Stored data
++++++++++

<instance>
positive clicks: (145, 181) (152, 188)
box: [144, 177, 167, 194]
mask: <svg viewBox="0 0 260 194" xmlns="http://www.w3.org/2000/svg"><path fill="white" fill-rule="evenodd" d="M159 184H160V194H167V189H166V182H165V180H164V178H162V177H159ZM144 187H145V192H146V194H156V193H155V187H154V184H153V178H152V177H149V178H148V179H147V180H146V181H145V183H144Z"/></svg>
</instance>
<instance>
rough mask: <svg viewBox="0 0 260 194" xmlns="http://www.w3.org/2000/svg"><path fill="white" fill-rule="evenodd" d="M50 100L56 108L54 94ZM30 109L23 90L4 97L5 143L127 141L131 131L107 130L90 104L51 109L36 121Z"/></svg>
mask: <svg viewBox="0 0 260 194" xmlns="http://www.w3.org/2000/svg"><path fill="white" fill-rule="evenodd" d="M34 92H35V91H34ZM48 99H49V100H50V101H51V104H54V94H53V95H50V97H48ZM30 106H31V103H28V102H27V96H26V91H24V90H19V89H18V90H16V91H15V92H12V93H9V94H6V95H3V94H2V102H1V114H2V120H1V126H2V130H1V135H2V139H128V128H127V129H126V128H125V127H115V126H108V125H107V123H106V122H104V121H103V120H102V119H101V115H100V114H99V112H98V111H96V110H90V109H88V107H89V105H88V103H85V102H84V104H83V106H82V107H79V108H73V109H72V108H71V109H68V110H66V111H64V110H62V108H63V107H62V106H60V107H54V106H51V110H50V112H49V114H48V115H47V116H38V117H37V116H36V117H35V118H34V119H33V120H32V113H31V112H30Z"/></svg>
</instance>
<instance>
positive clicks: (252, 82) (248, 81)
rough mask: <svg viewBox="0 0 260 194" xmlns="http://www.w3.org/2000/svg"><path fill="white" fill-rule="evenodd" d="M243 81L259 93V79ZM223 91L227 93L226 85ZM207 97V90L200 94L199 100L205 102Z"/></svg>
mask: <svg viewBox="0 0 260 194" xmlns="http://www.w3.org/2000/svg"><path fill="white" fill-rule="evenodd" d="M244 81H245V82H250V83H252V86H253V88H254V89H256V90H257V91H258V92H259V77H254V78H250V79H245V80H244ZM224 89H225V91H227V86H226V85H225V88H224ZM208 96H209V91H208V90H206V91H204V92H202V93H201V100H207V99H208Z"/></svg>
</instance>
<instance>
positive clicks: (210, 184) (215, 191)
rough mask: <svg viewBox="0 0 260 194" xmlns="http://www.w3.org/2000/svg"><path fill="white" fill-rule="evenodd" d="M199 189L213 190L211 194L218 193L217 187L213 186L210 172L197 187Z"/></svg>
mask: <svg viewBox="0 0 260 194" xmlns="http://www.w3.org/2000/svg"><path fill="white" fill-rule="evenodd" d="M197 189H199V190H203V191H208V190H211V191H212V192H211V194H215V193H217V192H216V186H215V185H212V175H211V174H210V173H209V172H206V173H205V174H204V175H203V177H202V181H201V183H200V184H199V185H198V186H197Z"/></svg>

++++++++++

[Exercise objective] Counting only lines that hold the word "positive", state how many there are in the data. Write the number alone.

[Output of the task] 3